_Objective_.
Render the lines of the items below as a JSON list of strings, one string per line and with blank lines omitted, starting at the line containing "Query: red flag" and ending at the line containing "Give the mask of the red", both included.

═══ Provided entries ═══

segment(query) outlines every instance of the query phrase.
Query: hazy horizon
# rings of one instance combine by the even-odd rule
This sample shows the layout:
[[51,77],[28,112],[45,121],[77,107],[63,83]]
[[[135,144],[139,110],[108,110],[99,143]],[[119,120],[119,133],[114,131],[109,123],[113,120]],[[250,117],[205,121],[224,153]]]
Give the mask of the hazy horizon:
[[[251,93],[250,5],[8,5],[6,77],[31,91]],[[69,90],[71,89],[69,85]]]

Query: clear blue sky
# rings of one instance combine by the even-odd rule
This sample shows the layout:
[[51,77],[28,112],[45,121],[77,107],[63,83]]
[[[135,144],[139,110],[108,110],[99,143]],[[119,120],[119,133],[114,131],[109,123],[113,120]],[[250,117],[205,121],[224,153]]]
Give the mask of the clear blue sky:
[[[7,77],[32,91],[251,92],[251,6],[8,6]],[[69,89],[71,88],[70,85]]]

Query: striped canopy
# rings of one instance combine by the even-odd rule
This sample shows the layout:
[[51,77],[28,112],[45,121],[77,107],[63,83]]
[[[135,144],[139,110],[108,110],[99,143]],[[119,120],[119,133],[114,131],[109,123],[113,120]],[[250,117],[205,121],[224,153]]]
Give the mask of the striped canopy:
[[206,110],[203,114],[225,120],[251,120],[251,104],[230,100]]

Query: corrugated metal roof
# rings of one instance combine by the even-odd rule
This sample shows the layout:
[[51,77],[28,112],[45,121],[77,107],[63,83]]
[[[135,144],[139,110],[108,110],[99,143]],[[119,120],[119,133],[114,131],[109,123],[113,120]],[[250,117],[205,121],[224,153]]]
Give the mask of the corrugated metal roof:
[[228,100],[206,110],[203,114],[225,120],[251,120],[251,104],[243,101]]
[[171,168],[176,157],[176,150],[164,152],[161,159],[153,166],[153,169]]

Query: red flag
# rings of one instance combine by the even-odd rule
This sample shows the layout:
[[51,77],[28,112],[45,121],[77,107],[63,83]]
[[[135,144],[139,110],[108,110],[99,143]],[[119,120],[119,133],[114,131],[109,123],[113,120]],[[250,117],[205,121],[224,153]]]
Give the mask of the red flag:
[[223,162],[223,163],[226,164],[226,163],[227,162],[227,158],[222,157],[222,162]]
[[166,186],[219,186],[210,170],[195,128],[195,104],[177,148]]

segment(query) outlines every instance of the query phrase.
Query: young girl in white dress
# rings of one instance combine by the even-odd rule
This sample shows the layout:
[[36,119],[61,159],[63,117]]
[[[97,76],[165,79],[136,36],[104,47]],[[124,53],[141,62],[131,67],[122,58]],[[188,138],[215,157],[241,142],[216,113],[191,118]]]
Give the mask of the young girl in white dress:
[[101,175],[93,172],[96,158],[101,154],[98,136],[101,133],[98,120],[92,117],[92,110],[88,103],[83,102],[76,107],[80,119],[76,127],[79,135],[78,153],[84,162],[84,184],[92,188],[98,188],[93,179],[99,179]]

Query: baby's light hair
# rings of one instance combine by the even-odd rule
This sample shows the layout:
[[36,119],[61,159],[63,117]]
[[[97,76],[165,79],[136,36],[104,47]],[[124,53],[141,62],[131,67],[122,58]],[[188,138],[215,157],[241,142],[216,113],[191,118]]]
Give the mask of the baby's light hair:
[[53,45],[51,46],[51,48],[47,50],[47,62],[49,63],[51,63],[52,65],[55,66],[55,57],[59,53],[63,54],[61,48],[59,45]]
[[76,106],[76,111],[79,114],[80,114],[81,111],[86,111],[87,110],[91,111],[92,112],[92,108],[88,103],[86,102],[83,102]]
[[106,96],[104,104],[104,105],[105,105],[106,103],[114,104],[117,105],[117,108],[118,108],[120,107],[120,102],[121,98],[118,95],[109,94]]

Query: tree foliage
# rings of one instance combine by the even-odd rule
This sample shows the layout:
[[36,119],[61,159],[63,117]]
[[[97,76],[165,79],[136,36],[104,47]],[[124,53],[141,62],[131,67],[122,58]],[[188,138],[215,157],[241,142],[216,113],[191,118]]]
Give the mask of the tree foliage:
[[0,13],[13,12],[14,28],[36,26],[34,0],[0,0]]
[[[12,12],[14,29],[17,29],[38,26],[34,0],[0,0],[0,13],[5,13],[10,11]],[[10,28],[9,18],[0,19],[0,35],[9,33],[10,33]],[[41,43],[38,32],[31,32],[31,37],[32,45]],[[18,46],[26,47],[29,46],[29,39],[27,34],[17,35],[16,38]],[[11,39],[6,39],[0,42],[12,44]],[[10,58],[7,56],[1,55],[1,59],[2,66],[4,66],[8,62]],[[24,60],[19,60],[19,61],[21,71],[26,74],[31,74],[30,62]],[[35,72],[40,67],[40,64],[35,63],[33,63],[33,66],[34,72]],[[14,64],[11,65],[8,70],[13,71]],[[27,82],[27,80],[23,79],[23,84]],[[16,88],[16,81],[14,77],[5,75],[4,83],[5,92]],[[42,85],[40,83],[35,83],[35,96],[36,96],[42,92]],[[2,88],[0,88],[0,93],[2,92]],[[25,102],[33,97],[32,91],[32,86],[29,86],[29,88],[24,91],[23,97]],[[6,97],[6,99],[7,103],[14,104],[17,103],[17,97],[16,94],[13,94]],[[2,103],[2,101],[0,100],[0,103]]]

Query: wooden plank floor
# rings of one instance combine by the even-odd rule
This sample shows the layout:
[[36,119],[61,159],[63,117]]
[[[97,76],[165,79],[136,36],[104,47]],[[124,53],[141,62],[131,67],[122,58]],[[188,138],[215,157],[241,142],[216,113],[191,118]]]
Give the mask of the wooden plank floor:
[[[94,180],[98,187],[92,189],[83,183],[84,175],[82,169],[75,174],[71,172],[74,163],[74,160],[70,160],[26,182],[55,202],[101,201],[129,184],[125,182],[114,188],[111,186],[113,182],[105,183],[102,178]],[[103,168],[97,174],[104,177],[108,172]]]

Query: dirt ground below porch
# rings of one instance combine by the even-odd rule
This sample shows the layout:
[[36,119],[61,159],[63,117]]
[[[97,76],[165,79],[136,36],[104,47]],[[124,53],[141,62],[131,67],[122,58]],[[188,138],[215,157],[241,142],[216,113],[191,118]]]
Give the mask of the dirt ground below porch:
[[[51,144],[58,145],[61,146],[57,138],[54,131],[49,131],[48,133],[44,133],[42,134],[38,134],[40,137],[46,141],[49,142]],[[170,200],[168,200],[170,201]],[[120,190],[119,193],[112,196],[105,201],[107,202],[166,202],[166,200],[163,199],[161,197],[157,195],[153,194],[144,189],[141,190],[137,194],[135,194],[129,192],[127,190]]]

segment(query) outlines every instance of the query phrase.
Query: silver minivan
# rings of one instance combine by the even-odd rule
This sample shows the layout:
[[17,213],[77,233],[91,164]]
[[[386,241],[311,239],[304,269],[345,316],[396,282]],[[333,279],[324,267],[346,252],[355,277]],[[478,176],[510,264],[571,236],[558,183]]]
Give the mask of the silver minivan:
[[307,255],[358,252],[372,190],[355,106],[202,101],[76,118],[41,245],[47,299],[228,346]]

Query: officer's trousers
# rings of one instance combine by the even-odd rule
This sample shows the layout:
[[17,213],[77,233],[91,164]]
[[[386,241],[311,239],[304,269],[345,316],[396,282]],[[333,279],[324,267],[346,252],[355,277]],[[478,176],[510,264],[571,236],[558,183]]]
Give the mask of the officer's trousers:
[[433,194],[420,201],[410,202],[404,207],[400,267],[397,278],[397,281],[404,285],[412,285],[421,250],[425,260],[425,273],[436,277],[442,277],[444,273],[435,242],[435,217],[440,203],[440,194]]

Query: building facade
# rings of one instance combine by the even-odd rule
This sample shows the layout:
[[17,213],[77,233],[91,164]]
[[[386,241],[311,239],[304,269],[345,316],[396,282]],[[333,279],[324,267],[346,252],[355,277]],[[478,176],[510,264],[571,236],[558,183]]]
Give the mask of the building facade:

═══

_Written solution_.
[
  "Query: red flag",
  "# rings of one instance combine by the even-odd rule",
  "This sample shows the layout:",
  "[[51,77],[28,112],[45,121],[77,107],[63,83]]",
  "[[[135,144],[139,110],[108,110],[99,143]],[[119,120],[119,133],[114,131],[109,123],[113,120]],[[250,117],[205,121],[224,153]]]",
  "Give the mask of the red flag:"
]